*** Raw data

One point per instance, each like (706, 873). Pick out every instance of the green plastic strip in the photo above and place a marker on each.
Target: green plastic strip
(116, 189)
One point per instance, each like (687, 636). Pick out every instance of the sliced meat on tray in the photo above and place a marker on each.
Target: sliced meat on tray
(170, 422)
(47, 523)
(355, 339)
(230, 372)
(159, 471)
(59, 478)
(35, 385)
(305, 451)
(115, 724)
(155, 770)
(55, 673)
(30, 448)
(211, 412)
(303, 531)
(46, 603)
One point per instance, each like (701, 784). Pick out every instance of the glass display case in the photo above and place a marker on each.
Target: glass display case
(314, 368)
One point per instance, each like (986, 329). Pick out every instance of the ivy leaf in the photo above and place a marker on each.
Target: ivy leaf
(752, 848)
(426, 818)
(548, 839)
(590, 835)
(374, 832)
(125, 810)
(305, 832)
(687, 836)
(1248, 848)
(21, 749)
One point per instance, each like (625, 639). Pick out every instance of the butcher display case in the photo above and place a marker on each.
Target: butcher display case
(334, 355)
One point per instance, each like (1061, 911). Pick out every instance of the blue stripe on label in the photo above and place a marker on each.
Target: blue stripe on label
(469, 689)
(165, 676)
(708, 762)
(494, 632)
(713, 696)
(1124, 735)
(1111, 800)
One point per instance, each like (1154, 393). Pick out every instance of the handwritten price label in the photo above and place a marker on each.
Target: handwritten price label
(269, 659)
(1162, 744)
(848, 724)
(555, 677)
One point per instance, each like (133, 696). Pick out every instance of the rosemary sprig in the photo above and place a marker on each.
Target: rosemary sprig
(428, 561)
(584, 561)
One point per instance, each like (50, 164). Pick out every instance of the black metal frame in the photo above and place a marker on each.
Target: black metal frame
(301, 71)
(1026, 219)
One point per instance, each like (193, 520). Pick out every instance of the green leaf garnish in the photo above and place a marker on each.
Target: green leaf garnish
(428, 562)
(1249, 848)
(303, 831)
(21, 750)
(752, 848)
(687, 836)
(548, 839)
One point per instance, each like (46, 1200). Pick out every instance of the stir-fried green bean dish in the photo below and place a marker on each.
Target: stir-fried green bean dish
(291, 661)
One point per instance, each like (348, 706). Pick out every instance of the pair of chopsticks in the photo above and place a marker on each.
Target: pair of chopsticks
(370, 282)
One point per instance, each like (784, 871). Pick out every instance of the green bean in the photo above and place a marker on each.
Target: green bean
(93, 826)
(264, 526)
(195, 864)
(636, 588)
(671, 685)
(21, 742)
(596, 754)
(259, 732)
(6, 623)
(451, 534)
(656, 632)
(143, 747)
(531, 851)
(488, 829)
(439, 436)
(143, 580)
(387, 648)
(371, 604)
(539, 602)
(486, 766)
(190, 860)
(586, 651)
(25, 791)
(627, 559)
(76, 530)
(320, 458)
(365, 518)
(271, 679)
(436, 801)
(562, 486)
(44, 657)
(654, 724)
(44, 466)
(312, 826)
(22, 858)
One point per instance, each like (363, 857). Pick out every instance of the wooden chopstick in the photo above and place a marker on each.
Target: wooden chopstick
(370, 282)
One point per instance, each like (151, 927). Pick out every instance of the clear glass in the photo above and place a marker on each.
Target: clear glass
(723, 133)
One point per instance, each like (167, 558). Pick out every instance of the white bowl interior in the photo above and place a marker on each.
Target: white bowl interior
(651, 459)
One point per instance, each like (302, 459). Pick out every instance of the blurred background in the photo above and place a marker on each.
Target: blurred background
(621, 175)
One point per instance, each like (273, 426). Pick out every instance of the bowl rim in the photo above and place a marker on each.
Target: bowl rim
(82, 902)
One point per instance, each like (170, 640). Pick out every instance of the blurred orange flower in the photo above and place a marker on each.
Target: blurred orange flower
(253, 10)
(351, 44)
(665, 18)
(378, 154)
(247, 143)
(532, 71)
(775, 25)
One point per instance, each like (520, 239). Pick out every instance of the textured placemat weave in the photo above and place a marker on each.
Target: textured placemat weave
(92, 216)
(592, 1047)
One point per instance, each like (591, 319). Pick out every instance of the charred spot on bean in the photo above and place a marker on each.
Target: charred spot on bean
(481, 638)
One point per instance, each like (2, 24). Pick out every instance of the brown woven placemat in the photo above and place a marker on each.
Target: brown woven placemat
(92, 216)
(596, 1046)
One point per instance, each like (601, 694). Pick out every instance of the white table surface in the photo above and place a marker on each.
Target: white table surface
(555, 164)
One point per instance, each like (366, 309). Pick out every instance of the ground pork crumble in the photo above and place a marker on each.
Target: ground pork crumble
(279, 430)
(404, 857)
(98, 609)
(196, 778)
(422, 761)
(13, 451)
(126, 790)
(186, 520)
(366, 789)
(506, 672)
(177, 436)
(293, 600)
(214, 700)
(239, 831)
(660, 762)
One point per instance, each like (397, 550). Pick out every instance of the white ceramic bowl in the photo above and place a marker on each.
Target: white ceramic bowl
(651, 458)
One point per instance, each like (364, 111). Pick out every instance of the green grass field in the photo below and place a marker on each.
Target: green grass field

******

== Task requirements ==
Look above for the line with "One point per instance, each like (1061, 911)." and the line with "One point per instance, each like (784, 871).", and reproduce exactly those two lines plus every line between, nothing more.

== Response for this exercise ==
One point per instance, each like (1061, 911). Pick out every instance of the blue stripe on label in the photo above and place a marker on each.
Target: blue stripe on label
(469, 689)
(165, 676)
(708, 762)
(494, 632)
(713, 696)
(1124, 735)
(1111, 800)
One point per instance, each like (1154, 393). Pick out every instance of the handwritten price label in the photo above and place a marker on each.
Target: handwritten price label
(269, 659)
(1162, 744)
(848, 724)
(555, 677)
One point per instance, each like (133, 696). Pick out every instance of the rosemary sprig in the photo above and place a marker on each.
Target: rosemary sprig
(428, 561)
(584, 561)
One point per instance, each like (50, 164). Pick out every instance of the black metal frame in the photo above and place a marker on each.
Target: black metal frame
(301, 71)
(1026, 219)
One point per instance, each like (193, 520). Pick out every instance of the green leaf garnish in the photo above and place a marker on each.
Target: green leaf garnish
(428, 562)
(1249, 848)
(303, 831)
(21, 750)
(752, 848)
(687, 836)
(548, 839)
One point per instance, each like (46, 1200). Pick out every instance of the stir-fried green bean dish in the photo below and place a marker on each.
Target: stir-fried green bean dish
(291, 661)
One point per instance, each like (348, 706). Pick out every instance of the pair of chopsticks in the photo above and place a marker on each.
Target: pair of chopsticks
(370, 282)
One point per instance, each like (784, 871). Pick out every instance of the green bean in the photo above and place a marker on each.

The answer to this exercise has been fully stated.